DIRECTIONS
Set the listing down once more, exactly as given.
── RECORDS SUPPLIED
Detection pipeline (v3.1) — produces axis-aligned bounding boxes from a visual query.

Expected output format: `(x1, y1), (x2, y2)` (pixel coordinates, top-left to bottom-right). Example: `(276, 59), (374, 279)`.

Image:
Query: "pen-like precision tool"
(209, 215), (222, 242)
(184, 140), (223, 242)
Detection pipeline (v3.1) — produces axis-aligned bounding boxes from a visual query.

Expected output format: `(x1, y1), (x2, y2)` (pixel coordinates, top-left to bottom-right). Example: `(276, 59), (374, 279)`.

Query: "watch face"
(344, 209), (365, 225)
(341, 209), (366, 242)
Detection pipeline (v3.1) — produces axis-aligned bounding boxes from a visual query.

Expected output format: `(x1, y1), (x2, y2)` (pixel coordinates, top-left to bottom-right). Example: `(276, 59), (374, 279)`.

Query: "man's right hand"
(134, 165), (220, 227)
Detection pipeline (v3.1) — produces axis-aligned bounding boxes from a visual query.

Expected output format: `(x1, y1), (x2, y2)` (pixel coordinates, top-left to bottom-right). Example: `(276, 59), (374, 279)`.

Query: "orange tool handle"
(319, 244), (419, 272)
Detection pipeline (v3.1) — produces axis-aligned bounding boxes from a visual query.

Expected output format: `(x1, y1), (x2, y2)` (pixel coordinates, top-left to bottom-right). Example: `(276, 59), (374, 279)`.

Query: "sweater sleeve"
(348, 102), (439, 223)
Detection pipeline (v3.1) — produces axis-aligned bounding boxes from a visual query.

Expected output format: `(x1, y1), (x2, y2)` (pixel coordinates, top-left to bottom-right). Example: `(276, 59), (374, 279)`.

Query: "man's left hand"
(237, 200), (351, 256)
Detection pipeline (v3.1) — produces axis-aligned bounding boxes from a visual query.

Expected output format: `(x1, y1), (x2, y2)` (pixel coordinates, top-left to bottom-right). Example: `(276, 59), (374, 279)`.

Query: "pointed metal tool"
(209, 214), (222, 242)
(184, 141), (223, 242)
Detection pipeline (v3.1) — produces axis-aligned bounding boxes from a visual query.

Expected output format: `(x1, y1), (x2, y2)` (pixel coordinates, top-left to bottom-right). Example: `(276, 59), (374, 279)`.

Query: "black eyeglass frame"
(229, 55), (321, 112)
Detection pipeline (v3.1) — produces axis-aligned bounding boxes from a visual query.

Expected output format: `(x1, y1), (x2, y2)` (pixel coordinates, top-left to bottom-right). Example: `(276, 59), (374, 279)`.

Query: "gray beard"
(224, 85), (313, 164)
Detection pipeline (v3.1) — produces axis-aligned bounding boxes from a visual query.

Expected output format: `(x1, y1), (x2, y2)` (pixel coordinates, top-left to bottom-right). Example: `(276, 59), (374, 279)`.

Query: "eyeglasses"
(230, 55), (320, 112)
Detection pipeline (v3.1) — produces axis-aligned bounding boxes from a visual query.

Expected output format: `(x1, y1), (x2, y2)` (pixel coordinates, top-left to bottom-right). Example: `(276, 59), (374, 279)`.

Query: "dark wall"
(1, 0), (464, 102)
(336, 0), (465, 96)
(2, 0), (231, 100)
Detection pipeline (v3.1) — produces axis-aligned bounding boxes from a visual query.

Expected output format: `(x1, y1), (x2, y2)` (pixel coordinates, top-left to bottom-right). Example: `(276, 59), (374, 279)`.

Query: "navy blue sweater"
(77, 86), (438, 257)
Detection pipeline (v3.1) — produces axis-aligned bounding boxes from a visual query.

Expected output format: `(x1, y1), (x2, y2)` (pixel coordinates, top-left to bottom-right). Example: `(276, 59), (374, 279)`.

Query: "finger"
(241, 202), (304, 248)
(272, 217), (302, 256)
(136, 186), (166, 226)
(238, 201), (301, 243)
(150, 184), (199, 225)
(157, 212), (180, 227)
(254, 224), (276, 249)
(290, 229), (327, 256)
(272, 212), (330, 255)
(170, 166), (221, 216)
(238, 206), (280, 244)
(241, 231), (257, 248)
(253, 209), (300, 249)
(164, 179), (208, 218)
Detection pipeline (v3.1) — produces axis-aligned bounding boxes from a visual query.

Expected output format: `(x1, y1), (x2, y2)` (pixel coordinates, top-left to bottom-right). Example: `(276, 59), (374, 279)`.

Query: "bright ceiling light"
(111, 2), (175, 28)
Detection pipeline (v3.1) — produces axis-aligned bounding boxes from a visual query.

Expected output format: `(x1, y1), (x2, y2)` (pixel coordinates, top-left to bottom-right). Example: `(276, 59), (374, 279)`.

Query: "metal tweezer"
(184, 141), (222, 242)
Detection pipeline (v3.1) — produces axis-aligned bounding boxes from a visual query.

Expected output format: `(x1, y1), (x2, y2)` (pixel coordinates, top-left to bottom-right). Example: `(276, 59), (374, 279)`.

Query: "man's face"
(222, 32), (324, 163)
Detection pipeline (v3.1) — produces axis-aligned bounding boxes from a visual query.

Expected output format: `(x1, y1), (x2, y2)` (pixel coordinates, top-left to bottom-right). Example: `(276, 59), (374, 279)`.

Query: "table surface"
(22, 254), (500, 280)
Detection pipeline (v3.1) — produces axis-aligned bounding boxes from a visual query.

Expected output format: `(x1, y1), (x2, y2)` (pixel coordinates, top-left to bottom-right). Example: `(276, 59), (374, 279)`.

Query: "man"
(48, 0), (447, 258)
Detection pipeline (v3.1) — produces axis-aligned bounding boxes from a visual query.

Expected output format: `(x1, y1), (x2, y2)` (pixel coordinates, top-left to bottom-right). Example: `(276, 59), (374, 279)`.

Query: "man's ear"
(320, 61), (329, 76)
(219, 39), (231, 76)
────
TASK RESULT
Detection pipeline (v3.1) — produces axis-aligned bounding boxes from a visual query.

Expected output format: `(x1, y1), (x2, y2)` (pixel coordinates, top-left to bottom-right). Example: `(276, 59), (374, 279)`.

Image:
Query: "pen-like precision tool"
(209, 215), (222, 242)
(184, 140), (223, 242)
Detection pipeline (v3.1) — produces axis-aligned bounding boxes from a visual query.

Expected output format: `(x1, y1), (x2, y2)` (pixel coordinates, top-left to bottom-right). Example: `(276, 59), (374, 279)`.

Query: "watch face"
(344, 209), (365, 225)
(341, 209), (366, 242)
Detection pipeline (v3.1) — produces axis-aligned bounding boxes from a visual query.

Expected output format: `(x1, y1), (x2, y2)` (pixel coordinates, top-left to bottom-right). Example: `(276, 59), (374, 279)`.

Query: "man's right hand"
(134, 165), (220, 227)
Detection pipeline (v3.1) — produces axis-aligned bounding boxes from a visual query.

Expected output format: `(x1, y1), (x2, y2)` (pixel coordinates, top-left to bottom-right). Example: `(276, 59), (374, 279)`.

Query: "orange tool handle"
(319, 244), (419, 272)
Detection pipeline (v3.1) — produces axis-aligned bounding boxes from a visual query.

Expected output format: `(x1, y1), (x2, y2)` (pixel coordinates, top-left to bottom-right). Example: `(276, 59), (374, 279)`.

Query: "sweater sleeve"
(348, 102), (439, 223)
Detection pipeline (v3.1) — produces axis-aligned bounding boxes from a visual query.

Expected output format: `(x1, y1), (x2, y2)` (pixel coordinates, top-left to bottom-right). Example: `(276, 59), (374, 279)`.

Query: "man's left hand"
(237, 200), (351, 256)
Detection pipeline (v3.1) — produces axis-aligned bounding boxes from a visual query.

Expected output format: `(x1, y1), (x2, y2)` (pixel coordinates, top-left to bottom-right). Example: `(276, 59), (374, 279)`.

Query: "pointed metal tool"
(209, 214), (222, 242)
(184, 141), (223, 242)
Detection pipeline (v3.1) — produces axis-aligned bounding boxes from a visual query.

Expected output format: `(x1, y1), (x2, y2)` (pixel coordinates, top-left to bottom-right). Example: `(276, 59), (374, 279)`.

Query: "black eyeglass frame"
(229, 55), (321, 112)
Detection pipeline (v3.1) — produces axis-aligned bounding boxes from a visual query.

Expected output format: `(x1, y1), (x2, y2)` (pixel coordinates, top-left to bottom-right). Example: `(276, 59), (374, 279)`.

Query: "gray beard"
(224, 85), (313, 164)
Detection pipeline (v3.1) — produces axis-aligned bounding boxes from a visual query.

Expected output format: `(x1, y1), (x2, y2)` (pixel coordinates, top-left to bottom-right). Example: `(276, 59), (374, 279)`.

Query: "eyeglasses"
(230, 55), (320, 112)
Detection pipeline (v3.1) — produces axis-aligned bounding boxes from a visual query.

Expected output format: `(x1, y1), (x2, y2)` (pixel coordinates, top-left to bottom-right). Example: `(276, 59), (374, 279)`.

Query: "dark wall"
(1, 0), (464, 102)
(336, 0), (465, 96)
(2, 0), (231, 100)
Detection pipeline (v3.1) — produces axis-aligned bounding boxes from a visual query.

Expected output format: `(x1, y1), (x2, y2)` (pixel coordinates, top-left to bottom-right). Example: `(276, 59), (374, 279)`.

Query: "navy blue sweater"
(77, 86), (438, 257)
Detection pipeline (v3.1) — produces axis-aligned bounding boxes from a visual query.

Expected output format: `(x1, y1), (x2, y2)` (pixel coordinates, top-left to bottom-right). Example: `(276, 59), (374, 279)`.

Query: "finger"
(241, 202), (304, 248)
(272, 217), (302, 256)
(136, 186), (166, 226)
(238, 201), (301, 243)
(150, 184), (199, 225)
(157, 212), (180, 227)
(254, 224), (276, 249)
(290, 229), (327, 256)
(272, 212), (330, 255)
(170, 166), (221, 216)
(238, 206), (280, 244)
(241, 231), (257, 248)
(253, 209), (300, 249)
(164, 179), (208, 218)
Detection pipeline (v3.1) — produces axis-aligned bounding boxes from a visual query.

Expected output format: `(x1, y1), (x2, y2)` (pixel coordinates, top-left to bottom-right). Example: `(276, 59), (374, 279)`.

Query: "bright ceiling light"
(111, 2), (175, 28)
Detection pipeline (v3.1) — produces axis-aligned bounding boxes from a visual query.

Expected output format: `(x1, y1), (x2, y2)` (pixel coordinates, top-left to bottom-right). Example: `(276, 59), (374, 279)`.

Query: "metal tweezer"
(184, 141), (222, 242)
Detection pipeline (v3.1) — produces axis-aligned bounding boxes from a visual query.

Expected output format: `(x1, y1), (x2, y2)` (pixel coordinates, top-left to bottom-right). Example: `(276, 59), (374, 279)`.

Query: "man's face"
(222, 32), (324, 163)
Detection pipeline (v3.1) — produces axis-aligned bounding boxes from a visual query.

Expected output format: `(x1, y1), (x2, y2)` (pixel coordinates, top-left to bottom-right). Example: `(276, 59), (374, 279)`.

Query: "table surface"
(22, 254), (500, 280)
Detection pipeline (v3.1) — produces axis-aligned bounding boxes from a visual query.

Expected output format: `(x1, y1), (x2, y2)` (pixel coordinates, top-left to bottom-right). Example: `(276, 59), (374, 279)`.

Query: "man"
(48, 0), (447, 258)
Detection pipeline (v3.1) — produces axis-aligned bounding boxes from a visual query.

Expected output format: `(x1, y1), (x2, y2)` (pixel coordinates, top-left to bottom-right). Example: `(276, 59), (374, 279)`.

Query: "man's ear"
(320, 61), (329, 76)
(219, 39), (231, 76)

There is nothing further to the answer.